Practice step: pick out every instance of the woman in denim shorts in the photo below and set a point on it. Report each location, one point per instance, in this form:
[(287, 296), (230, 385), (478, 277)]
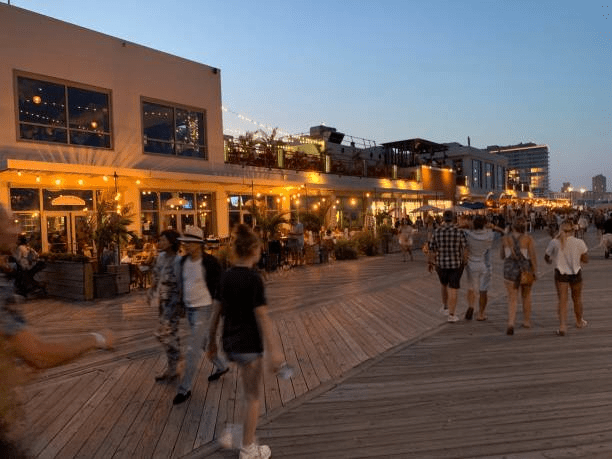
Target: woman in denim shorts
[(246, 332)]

--

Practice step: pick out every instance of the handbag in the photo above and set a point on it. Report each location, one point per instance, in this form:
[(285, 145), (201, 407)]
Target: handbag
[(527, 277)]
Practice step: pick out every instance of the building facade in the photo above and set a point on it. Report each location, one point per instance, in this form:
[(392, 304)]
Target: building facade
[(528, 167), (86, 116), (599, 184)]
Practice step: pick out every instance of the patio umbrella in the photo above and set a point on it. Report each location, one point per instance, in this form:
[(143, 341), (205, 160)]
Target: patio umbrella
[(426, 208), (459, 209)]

▶ **Given exercise**: Copy the data word for word, starting at the line containing "Practice step: pick out every instance of the building" and ending at the line containing "[(528, 167), (86, 116), (599, 184)]", with both of those lines included.

▶ **Task output**:
Practice step: pick out every instance of the building facade in the photo above and set a point on it. Report each location, one point per instance, in this form:
[(392, 304)]
Target: building facade
[(528, 167), (86, 116), (599, 184)]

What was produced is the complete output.